## [Text section]

# 'Hidden' Fora



## David Pence (Nov 19, 2003)

As some of you know, I recently moved some of the fora under generalized titles, such as the Guilds under, or in Guild Hall.

Though it seemed like a good idea at the time, it may have been a mistake, since I am getting messages and e-mail from members either not being able to find their favorite fora, or simply finding this to be somewhat cumbersome.

I'm leaning towards moving these fora back to the main index, but would like to hear some _constructive_ opinions before I decide one way or the other.


----------



## Lantarion (Nov 19, 2003)

There really is no problem with the current situation. I think it would be a bad move to reinstate the cluttering Guilds onto the front page. The way things are now, if people want to find a specific thread or Guild they will know exactly where to look from! I don't usually like big changes, but this one I happened to agree with. 
I'd like to hear from the people who find this arrangement cumbersome; I'd like some perspective on this.


----------



## Turin (Nov 19, 2003)

I also have no problem with the new layout. I don't see why its so hard for people to find things. I find most of the threads through 'new topics' anyway.


----------



## MacAddict (Nov 19, 2003)

## [Problem details]
Rewrite the forum thread between "I'm leaning towards" and "Lantarion (Nov 19, 2003)", inclusive, replacing "main index" with "front page".

## [Record set]
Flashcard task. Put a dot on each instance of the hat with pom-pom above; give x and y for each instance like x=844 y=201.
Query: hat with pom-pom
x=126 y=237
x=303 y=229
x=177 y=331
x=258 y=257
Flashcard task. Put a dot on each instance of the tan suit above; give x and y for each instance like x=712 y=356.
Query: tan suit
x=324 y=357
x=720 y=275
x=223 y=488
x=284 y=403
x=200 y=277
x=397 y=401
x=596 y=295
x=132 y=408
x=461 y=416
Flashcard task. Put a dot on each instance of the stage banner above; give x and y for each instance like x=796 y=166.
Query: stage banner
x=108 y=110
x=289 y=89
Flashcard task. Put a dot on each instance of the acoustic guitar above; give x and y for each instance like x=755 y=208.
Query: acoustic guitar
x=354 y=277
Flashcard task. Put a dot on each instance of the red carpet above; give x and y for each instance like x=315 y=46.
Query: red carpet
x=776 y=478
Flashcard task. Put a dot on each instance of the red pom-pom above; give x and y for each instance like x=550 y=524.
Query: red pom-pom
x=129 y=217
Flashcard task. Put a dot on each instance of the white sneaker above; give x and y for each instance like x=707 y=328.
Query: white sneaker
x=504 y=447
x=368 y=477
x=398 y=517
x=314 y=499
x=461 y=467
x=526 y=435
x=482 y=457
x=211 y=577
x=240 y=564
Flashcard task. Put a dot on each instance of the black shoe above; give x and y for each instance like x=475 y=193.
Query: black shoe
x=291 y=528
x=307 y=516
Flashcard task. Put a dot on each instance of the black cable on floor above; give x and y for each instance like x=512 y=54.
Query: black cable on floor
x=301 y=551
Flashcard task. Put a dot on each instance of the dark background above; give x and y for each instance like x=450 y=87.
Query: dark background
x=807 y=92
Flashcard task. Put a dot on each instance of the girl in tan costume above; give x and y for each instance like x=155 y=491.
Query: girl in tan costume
...
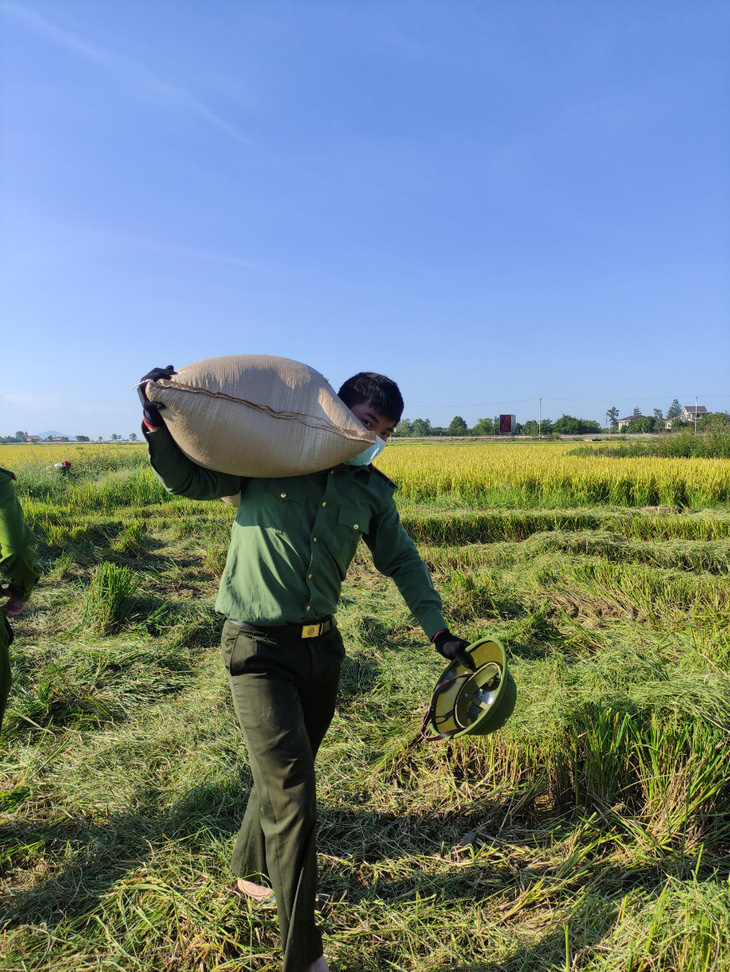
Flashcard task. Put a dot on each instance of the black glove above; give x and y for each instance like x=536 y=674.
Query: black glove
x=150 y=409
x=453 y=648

## [Solution below]
I'm leaning towards moving these fora back to the front page, but would like to hear some _constructive_ opinions before I decide one way or the other.


----------



## Lantarion (Nov 19, 2003)